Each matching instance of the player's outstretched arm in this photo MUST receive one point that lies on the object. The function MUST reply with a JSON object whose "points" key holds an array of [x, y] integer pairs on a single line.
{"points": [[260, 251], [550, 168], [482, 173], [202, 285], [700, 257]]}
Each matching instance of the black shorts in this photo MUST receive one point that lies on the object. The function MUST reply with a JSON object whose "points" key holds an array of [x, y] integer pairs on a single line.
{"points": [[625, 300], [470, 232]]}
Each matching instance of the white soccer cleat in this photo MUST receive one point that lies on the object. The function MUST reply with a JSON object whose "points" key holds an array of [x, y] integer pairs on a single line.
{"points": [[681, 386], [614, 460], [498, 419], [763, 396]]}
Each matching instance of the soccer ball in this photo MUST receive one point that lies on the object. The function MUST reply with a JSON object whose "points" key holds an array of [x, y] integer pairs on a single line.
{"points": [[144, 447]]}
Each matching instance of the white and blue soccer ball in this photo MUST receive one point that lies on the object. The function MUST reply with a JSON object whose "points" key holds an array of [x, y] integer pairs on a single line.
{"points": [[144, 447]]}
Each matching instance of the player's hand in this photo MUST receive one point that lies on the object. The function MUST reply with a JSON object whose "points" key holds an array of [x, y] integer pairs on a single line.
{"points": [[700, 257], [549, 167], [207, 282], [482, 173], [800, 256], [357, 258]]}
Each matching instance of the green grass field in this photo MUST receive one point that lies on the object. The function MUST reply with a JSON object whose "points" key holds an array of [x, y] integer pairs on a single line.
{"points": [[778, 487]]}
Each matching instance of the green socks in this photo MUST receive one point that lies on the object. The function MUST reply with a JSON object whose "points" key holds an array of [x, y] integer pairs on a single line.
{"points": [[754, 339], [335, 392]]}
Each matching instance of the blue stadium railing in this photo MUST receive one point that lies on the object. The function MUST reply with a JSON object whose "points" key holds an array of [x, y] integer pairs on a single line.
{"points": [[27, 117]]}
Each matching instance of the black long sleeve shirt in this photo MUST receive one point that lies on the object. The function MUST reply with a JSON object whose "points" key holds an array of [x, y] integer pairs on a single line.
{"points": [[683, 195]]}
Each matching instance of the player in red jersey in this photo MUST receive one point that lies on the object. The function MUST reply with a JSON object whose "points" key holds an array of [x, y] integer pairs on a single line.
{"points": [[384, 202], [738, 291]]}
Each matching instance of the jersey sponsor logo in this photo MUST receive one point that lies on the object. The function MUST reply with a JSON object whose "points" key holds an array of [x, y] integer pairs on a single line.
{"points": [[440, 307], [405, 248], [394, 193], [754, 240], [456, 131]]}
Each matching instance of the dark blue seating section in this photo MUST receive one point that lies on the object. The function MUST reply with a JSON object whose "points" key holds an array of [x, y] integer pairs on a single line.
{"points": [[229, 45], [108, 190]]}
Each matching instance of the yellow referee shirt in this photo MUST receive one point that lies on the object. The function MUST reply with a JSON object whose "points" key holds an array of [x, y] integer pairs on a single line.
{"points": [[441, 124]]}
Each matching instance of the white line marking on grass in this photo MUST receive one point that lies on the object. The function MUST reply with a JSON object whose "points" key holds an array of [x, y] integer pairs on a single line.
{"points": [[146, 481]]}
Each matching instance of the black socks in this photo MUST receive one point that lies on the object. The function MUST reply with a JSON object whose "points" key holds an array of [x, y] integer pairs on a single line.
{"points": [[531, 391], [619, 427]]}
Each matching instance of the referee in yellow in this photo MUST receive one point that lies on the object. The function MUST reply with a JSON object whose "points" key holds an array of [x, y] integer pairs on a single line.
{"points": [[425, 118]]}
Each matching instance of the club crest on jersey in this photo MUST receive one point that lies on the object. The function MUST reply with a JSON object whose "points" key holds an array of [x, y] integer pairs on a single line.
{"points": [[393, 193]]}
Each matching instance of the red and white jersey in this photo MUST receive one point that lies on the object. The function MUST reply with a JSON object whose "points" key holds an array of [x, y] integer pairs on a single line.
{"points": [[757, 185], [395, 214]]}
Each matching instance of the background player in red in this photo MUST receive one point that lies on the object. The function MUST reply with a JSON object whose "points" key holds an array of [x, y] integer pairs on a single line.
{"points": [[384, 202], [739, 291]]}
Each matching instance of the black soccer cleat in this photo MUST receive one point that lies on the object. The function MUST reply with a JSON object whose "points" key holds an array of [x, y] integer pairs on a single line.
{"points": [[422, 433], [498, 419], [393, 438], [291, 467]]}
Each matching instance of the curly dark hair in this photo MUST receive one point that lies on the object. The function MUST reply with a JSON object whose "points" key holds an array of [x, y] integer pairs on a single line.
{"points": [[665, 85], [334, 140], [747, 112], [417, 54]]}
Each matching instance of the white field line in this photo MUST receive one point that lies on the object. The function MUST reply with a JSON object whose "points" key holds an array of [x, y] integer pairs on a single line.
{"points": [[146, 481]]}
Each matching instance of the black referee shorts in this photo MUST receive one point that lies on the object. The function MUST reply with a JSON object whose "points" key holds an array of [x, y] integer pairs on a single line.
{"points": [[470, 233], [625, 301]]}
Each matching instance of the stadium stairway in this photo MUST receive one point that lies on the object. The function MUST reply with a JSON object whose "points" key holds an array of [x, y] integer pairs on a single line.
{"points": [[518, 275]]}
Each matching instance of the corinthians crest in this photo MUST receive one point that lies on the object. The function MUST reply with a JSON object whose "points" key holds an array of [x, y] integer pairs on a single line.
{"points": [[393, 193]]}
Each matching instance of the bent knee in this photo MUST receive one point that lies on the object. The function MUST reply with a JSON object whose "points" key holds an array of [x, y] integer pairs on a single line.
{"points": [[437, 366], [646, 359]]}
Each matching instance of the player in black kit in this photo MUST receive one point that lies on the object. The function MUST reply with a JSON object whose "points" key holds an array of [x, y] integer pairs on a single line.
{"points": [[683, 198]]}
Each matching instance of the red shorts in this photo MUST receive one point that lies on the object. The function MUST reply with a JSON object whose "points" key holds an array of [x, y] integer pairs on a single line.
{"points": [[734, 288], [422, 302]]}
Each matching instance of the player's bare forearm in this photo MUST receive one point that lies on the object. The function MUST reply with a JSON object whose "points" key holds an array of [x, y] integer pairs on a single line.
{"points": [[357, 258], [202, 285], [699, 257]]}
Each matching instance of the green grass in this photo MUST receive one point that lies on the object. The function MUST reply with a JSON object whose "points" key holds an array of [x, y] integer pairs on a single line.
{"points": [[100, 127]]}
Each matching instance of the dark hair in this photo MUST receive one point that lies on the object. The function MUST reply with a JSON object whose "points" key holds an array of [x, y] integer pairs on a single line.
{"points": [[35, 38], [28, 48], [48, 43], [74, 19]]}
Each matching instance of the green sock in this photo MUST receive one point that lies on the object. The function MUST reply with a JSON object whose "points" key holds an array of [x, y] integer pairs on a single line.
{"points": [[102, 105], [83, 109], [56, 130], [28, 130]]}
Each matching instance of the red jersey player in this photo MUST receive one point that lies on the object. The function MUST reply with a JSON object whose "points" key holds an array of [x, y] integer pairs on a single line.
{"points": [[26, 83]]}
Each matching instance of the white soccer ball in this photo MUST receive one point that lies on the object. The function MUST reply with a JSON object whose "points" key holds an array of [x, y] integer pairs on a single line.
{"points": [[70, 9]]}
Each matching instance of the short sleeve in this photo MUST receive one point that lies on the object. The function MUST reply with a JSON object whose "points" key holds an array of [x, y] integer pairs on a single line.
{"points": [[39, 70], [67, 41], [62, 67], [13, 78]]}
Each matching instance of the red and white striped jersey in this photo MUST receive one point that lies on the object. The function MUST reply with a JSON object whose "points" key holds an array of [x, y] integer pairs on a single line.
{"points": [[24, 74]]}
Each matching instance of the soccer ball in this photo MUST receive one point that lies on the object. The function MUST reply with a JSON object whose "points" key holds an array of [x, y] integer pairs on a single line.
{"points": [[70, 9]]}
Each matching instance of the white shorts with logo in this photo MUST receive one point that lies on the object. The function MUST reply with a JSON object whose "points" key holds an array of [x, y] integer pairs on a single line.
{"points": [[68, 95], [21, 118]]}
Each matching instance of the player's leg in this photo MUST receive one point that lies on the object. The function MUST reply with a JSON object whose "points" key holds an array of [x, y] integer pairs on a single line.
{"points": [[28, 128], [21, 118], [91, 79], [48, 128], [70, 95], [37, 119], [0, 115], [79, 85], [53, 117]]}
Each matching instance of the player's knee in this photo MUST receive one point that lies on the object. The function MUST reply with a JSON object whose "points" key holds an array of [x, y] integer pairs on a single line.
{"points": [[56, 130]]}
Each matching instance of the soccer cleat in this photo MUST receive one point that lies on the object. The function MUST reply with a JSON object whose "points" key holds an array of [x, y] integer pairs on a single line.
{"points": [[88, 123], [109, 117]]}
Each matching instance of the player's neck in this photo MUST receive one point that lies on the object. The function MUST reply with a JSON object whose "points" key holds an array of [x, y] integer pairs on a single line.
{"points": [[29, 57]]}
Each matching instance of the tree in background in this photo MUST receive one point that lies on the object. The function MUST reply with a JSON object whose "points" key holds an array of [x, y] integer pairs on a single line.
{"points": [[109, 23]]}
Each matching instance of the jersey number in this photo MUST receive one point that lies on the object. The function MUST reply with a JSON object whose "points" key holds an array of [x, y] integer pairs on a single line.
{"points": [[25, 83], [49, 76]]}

---

Challenge: Update the items from the line with "Each matching instance of the white shorts" up to and including the last line of the items. Change "soccer cleat" to "football boot" and leave everything else as it is.

Reply to the exercise:
Each matching instance of the white shorts with logo in this photo MUST receive one point that lies on the object. The function MUST reply with a JSON object whose "points" key holds an array of [x, y] integer pairs on a single line.
{"points": [[68, 95], [21, 118]]}
Each matching instance of the player's leg in this photo MUST receive one point that lies on the object. The function MUST reply with a JSON object whose "points" key holds an array of [x, y] integer pairs on a single line.
{"points": [[28, 128], [21, 118], [91, 79], [48, 128], [70, 95], [37, 119], [0, 115], [79, 85], [53, 117]]}
Each matching instance of the player's knee in this photo MUST receive one point that lies on the object. The function MUST reply with a JSON object whose "points" key holds an array of [x, y] integer pairs on a single line.
{"points": [[56, 130]]}
Each matching instance of the football boot in this photo MUST receive one point that lies on the object. The function MUST reply with a JSON object whose "points" key holds an array of [x, y] integer pairs on a single line.
{"points": [[88, 123], [109, 117]]}
Each matching instance of the player's neck in this photo MUST receive one point that lies on the object. The function MUST reply with a JSON object whose "points" key holds an array of [x, y] integer pairs on a single line.
{"points": [[29, 57]]}
Each matching instance of the tree in background in this photo MUST receive one point that lies on the object. The function MUST reply with a JSON object whose "points" key holds an array of [x, y] integer pairs on a single line.
{"points": [[109, 23]]}
Each matching instance of the jersey number in this photo MUST receive one point that lies on the object. The function MUST reply with a JSON object whose "points" key holds an array of [x, y] integer pairs on a single line.
{"points": [[25, 83], [49, 76]]}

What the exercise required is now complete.